GIVEN REQUEST – Convert the rows below into a two-column CSV with the columns "instruction" and "solution", one line per row. Put each field in double quotes and replace its line breaks with spaces.

----------

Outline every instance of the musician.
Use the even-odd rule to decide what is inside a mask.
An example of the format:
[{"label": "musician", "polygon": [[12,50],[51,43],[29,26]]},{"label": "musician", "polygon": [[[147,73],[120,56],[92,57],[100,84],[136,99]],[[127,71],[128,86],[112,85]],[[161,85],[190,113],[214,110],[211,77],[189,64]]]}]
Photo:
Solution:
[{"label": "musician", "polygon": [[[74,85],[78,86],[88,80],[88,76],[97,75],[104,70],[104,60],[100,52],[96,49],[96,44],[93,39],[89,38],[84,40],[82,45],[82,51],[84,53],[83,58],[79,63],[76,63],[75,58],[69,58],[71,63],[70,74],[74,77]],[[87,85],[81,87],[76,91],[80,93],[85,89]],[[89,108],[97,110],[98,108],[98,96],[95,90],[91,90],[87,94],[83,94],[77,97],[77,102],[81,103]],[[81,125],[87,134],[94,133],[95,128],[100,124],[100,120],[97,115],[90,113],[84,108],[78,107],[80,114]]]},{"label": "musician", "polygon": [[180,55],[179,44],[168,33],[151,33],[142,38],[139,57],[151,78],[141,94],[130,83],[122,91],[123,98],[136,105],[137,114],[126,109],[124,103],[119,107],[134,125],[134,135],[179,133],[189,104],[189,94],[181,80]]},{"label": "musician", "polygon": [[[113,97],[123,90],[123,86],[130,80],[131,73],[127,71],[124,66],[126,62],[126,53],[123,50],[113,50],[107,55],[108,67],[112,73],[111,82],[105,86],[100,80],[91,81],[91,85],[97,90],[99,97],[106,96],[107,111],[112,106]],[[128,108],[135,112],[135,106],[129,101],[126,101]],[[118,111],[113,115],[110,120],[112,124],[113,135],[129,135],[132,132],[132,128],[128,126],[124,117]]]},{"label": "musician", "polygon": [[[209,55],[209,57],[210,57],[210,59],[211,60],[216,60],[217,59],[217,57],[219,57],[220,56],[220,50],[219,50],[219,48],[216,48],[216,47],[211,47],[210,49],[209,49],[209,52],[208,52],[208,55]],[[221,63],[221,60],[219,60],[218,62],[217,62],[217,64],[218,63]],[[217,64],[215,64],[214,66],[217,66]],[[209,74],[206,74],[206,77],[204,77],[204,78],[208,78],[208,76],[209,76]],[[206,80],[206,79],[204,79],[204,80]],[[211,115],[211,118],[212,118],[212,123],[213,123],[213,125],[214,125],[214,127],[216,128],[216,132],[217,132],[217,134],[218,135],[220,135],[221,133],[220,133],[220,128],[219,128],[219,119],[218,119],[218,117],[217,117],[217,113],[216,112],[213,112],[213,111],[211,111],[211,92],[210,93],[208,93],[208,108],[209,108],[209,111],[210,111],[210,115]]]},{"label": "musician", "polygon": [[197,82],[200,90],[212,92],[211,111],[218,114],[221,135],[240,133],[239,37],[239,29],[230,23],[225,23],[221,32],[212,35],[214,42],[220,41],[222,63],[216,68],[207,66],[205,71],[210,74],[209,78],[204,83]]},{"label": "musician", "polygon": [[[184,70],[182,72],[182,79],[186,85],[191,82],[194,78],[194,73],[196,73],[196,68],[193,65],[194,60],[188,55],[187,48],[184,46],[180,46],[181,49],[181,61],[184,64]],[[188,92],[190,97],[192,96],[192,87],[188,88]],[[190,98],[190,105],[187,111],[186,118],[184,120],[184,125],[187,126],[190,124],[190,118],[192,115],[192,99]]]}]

----------

THE OUTPUT –
instruction,solution
"Outline every instance of the musician. Use the even-odd rule to decide what is inside a mask. An example of the format: [{""label"": ""musician"", ""polygon"": [[12,50],[51,43],[29,26]]},{""label"": ""musician"", ""polygon"": [[[147,73],[120,56],[92,57],[100,84],[136,99]],[[127,71],[128,86],[112,85]],[[161,85],[190,113],[214,110],[211,77],[189,64]]]}] Photo: Solution:","[{""label"": ""musician"", ""polygon"": [[[74,85],[78,86],[88,80],[88,76],[97,75],[104,70],[104,60],[100,52],[96,49],[96,44],[93,39],[89,38],[84,40],[82,45],[82,51],[84,53],[83,58],[79,63],[76,63],[75,58],[69,58],[71,63],[70,74],[74,77]],[[87,85],[81,87],[76,91],[80,93],[85,89]],[[89,108],[97,110],[98,108],[98,96],[95,90],[91,90],[87,94],[83,94],[77,97],[77,102],[81,103]],[[81,125],[87,134],[94,133],[95,128],[100,124],[100,120],[97,115],[90,113],[84,108],[78,107],[80,114]]]},{""label"": ""musician"", ""polygon"": [[180,55],[179,44],[168,33],[151,33],[142,38],[139,57],[151,78],[141,94],[130,83],[122,91],[123,98],[136,105],[137,114],[126,109],[124,103],[119,107],[134,125],[134,135],[179,133],[189,104],[189,94],[181,80]]},{""label"": ""musician"", ""polygon"": [[[113,97],[123,90],[123,86],[130,80],[131,73],[127,71],[124,66],[126,62],[126,53],[123,50],[113,50],[107,55],[108,67],[112,73],[111,82],[105,86],[100,80],[91,81],[91,85],[97,90],[99,97],[106,96],[107,111],[112,106]],[[128,108],[135,112],[135,106],[129,101],[126,101]],[[118,111],[113,115],[110,120],[112,124],[113,135],[129,135],[132,132],[132,128],[128,126],[124,117]]]},{""label"": ""musician"", ""polygon"": [[[209,55],[209,57],[210,57],[210,59],[211,60],[216,60],[217,59],[217,57],[219,57],[220,56],[220,50],[219,50],[219,48],[216,48],[216,47],[211,47],[210,49],[209,49],[209,52],[208,52],[208,55]],[[221,63],[221,60],[219,60],[218,62],[217,62],[217,64],[218,63]],[[217,64],[215,64],[214,66],[217,66]],[[209,74],[206,74],[206,77],[204,77],[204,78],[208,78],[208,76],[209,76]],[[206,80],[206,79],[204,79],[204,80]],[[211,115],[211,118],[212,118],[212,123],[213,123],[213,125],[214,125],[214,127],[216,128],[216,132],[217,132],[217,134],[218,135],[220,135],[221,133],[220,133],[220,128],[219,128],[219,119],[218,119],[218,117],[217,117],[217,113],[216,112],[213,112],[213,111],[211,111],[211,92],[210,93],[208,93],[208,108],[209,108],[209,111],[210,111],[210,115]]]},{""label"": ""musician"", ""polygon"": [[197,82],[200,90],[212,92],[211,111],[218,114],[221,135],[240,133],[239,37],[239,29],[230,23],[225,23],[221,32],[212,35],[214,42],[220,41],[222,63],[216,68],[207,66],[205,71],[210,74],[209,78],[204,83]]},{""label"": ""musician"", ""polygon"": [[[184,70],[182,72],[182,79],[186,85],[191,82],[194,78],[194,73],[196,73],[196,68],[193,65],[194,60],[188,55],[187,48],[184,46],[180,46],[181,49],[181,61],[184,64]],[[188,92],[190,97],[192,96],[192,87],[188,88]],[[190,98],[190,105],[187,111],[186,118],[184,120],[184,125],[187,126],[190,124],[190,118],[192,115],[192,99]]]}]"